[PROBLEM A] In the records below, rewrite as a numbered list the stretch from the line that contains "pixel 573 372." through the line that contains "pixel 449 355", leaving out any blank lines.

The last year of Cullen's commissionership gave him a final chance for adventure and glory. In early 1916 the government decided to suppress the activities of the prophet Rua Kēnana, who was challenging the authority of the state and encouraging Māori to refuse to participate in the war effort. Cullen headed an expedition of several dozen policemen to Maungapōhatu, Rua's capital deep in rugged bush territory in the Urewera. Owing to his clumsy handling of the attempt to arrest Rua for failing to answer a summons on liquor charges (an effort later deemed to have been illegal), a gun-battle ensued in which two of Rua's closest followers (including his son) were killed. Cullen later, unavailingly, hounded some of the resistant Māori and their lawyers with 'his usual vindictiveness' and (it was widely believed) with some use of police perjury.

Cullen had been due to retire in May 1916, but he needed little prompting from Herdman to take the maximum possible extension to 23 November. On his retirement he was appointed to the Imperial Service Order, and in August 1917 became the first New Zealander to be awarded the King's Police Medal. Cullen was then given the position of commissioner of aliens in the Defence Department. He found compulsory employment for and supervised enemy aliens, mostly unnaturalised Dalmatian gum-diggers. When there was resistance to compulsory manpowering (at piece-rates), particularly after the end of the war, he branded this as 'shirking' or 'Bolshevism', threatened to expel the ringleaders from New Zealand, and secured the internment or gaoling of offenders.

[PROBLEM B] Echo the passage above on Cullen's later career, word for word.

[INPUT FOR THIS TASK]
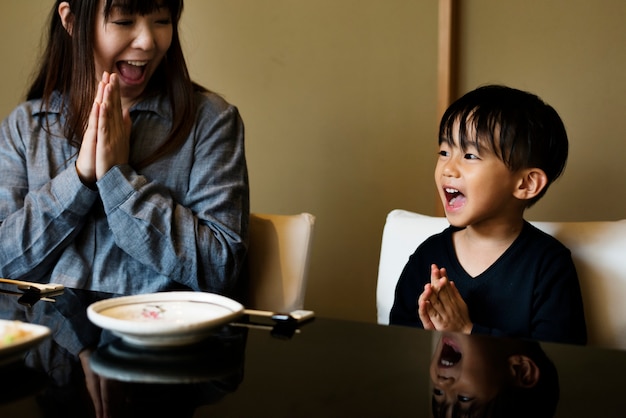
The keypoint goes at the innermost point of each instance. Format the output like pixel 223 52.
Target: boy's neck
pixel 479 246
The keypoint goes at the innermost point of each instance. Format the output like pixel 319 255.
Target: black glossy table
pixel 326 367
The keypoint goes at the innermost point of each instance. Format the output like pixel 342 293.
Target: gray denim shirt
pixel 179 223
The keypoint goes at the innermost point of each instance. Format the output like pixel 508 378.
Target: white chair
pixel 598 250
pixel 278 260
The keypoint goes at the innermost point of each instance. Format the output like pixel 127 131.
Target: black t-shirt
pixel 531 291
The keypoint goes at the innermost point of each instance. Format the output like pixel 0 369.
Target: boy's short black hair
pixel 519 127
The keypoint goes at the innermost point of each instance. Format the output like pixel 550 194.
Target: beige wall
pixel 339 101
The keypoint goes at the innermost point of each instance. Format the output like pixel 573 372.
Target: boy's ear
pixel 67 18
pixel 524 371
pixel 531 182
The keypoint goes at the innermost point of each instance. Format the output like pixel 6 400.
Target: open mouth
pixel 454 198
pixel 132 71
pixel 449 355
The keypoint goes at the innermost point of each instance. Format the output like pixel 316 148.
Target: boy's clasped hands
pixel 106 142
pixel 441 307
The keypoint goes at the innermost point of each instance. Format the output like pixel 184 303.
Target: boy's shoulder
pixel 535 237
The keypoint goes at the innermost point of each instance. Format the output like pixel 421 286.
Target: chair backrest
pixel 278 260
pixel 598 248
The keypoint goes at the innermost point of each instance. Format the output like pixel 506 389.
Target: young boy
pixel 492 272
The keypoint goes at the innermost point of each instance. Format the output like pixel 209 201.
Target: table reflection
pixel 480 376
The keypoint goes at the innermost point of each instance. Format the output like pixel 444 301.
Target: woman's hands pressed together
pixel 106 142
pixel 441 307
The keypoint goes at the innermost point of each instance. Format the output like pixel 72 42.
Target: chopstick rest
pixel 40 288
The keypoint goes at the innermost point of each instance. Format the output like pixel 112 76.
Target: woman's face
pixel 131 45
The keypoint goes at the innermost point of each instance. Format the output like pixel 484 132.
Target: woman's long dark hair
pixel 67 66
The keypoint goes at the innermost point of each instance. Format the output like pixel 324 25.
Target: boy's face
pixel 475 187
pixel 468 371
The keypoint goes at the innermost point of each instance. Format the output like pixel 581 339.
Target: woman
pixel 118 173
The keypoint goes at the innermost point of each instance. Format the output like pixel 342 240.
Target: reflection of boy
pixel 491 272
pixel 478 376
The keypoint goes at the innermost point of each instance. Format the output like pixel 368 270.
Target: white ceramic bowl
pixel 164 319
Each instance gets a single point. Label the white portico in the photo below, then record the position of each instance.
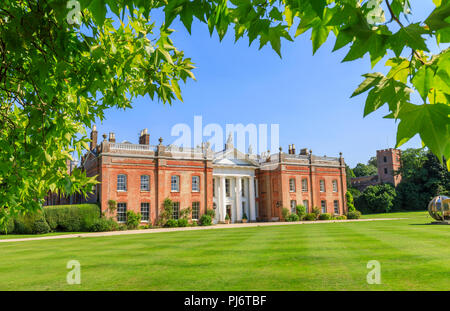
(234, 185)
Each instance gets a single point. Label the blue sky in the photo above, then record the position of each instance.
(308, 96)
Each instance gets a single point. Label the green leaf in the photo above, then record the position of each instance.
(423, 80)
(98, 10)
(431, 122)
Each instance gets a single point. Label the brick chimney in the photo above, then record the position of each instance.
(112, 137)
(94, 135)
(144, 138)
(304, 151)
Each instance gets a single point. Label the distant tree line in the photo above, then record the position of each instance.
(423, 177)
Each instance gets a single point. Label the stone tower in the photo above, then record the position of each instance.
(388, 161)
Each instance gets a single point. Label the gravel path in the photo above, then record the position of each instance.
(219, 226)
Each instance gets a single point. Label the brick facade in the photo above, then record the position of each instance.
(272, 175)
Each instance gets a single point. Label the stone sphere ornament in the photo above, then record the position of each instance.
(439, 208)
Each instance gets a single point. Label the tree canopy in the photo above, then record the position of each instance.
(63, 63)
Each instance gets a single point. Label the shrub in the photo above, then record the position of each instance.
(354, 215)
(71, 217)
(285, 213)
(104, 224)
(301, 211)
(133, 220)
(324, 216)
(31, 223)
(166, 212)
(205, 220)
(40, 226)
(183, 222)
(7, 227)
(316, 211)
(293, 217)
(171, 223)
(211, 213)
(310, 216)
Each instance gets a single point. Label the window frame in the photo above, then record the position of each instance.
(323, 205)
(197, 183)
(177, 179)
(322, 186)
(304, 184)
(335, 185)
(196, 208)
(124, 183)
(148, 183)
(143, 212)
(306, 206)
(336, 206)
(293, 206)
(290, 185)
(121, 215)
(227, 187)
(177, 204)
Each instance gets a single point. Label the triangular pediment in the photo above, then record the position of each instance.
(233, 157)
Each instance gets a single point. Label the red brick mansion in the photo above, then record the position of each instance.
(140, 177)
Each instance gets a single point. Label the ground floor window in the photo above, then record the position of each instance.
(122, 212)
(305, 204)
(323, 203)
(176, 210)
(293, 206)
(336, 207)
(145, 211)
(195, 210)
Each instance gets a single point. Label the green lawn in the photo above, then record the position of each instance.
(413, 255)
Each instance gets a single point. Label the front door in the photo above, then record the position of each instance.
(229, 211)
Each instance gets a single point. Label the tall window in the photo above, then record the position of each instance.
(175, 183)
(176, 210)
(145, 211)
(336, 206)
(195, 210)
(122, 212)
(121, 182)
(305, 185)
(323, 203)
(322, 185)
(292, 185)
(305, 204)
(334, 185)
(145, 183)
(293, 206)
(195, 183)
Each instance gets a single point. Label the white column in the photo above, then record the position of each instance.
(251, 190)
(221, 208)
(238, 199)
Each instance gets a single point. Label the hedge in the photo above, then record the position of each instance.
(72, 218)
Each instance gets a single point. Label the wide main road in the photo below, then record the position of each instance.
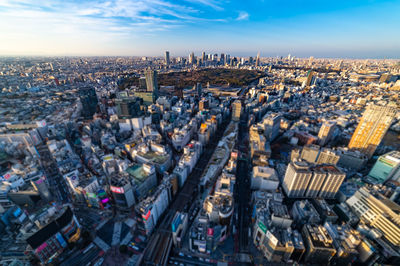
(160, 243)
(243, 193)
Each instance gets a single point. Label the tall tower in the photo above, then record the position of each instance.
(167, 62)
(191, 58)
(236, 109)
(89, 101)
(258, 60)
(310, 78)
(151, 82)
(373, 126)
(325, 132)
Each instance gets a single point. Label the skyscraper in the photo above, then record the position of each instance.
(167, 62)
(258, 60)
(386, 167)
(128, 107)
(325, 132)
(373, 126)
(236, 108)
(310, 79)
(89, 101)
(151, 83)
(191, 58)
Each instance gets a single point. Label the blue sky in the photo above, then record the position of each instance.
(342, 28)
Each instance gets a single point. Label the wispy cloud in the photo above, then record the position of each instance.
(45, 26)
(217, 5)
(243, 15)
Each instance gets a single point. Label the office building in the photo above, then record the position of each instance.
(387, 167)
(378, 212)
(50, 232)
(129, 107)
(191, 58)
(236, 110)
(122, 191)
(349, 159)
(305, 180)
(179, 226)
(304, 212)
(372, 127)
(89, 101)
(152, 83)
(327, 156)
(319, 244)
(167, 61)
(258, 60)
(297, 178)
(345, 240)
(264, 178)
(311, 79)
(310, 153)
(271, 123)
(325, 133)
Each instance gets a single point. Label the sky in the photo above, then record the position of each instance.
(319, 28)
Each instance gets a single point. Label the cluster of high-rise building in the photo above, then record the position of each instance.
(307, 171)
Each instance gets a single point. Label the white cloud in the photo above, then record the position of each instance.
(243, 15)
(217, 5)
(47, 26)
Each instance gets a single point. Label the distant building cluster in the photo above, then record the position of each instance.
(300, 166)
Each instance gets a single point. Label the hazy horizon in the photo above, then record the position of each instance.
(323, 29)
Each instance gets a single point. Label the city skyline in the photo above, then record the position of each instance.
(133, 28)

--

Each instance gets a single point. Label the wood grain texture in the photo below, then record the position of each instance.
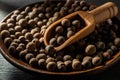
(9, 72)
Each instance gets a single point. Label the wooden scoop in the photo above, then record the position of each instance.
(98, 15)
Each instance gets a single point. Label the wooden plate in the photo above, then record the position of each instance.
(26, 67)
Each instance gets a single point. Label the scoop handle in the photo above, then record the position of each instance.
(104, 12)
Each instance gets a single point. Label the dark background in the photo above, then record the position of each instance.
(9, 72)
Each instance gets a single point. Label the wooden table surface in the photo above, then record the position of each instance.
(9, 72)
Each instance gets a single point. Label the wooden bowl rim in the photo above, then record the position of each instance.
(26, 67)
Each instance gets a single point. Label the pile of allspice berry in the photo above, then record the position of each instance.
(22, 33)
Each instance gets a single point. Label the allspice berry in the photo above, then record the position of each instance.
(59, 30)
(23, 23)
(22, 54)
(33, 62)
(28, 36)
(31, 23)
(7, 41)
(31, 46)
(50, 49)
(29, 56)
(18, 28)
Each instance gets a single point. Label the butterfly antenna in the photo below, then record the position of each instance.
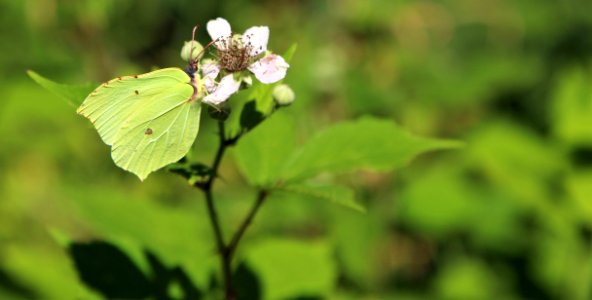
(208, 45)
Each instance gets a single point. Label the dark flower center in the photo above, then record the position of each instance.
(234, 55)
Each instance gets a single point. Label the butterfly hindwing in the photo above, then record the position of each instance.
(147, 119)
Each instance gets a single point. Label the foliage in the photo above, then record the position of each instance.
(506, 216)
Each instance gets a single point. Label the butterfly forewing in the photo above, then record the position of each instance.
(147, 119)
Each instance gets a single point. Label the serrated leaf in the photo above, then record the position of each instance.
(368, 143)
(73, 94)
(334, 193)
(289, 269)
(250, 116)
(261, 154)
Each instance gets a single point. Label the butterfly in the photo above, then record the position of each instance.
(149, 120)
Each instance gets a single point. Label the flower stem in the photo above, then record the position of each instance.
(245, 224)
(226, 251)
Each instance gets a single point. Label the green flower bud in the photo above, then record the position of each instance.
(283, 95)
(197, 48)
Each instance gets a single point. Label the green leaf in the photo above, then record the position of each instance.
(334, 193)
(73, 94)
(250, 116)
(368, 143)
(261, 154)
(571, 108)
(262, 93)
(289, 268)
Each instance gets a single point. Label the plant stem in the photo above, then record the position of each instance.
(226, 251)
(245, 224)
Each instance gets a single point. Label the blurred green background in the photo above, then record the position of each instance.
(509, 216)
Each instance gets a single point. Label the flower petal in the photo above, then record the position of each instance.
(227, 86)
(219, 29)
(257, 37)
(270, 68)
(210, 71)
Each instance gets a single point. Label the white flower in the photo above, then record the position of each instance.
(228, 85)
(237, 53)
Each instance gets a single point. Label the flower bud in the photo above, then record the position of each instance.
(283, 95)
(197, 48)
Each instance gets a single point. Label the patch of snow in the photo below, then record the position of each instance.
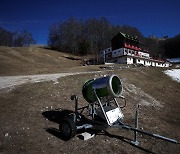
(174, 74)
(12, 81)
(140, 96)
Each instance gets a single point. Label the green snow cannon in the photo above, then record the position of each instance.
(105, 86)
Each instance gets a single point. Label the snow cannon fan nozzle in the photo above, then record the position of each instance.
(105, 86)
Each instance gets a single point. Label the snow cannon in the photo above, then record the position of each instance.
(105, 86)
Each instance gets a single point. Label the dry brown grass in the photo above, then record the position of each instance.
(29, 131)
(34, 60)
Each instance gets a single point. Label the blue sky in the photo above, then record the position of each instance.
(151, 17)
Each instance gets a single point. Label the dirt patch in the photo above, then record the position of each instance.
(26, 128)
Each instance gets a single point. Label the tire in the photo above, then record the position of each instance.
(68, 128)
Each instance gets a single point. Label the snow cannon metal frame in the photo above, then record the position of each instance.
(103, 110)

[PROBLEM SOLUTION A]
1. The keypoint goes at the innermost point of each instance. Format the output like pixel 573 372.
2. Target: boy's ear
3. pixel 67 18
4. pixel 524 371
5. pixel 531 182
6. The keypoint goes at the innermost point of each instance. Format the output like pixel 6 400.
7. Target: open mouth
8. pixel 454 198
9. pixel 132 71
10. pixel 449 355

[PROBLEM SOLUTION B]
The last year of Cullen's commissionership gave him a final chance for adventure and glory. In early 1916 the government decided to suppress the activities of the prophet Rua Kēnana, who was challenging the authority of the state and encouraging Māori to refuse to participate in the war effort. Cullen headed an expedition of several dozen policemen to Maungapōhatu, Rua's capital deep in rugged bush territory in the Urewera. Owing to his clumsy handling of the attempt to arrest Rua for failing to answer a summons on liquor charges (an effort later deemed to have been illegal), a gun-battle ensued in which two of Rua's closest followers (including his son) were killed. Cullen later, unavailingly, hounded some of the resistant Māori and their lawyers with 'his usual vindictiveness' and (it was widely believed) with some use of police perjury.

Cullen had been due to retire in May 1916, but he needed little prompting from Herdman to take the maximum possible extension to 23 November. On his retirement he was appointed to the Imperial Service Order, and in August 1917 became the first New Zealander to be awarded the King's Police Medal. Cullen was then given the position of commissioner of aliens in the Defence Department. He found compulsory employment for and supervised enemy aliens, mostly unnaturalised Dalmatian gum-diggers. When there was resistance to compulsory manpowering (at piece-rates), particularly after the end of the war, he branded this as 'shirking' or 'Bolshevism', threatened to expel the ringleaders from New Zealand, and secured the internment or gaoling of offenders.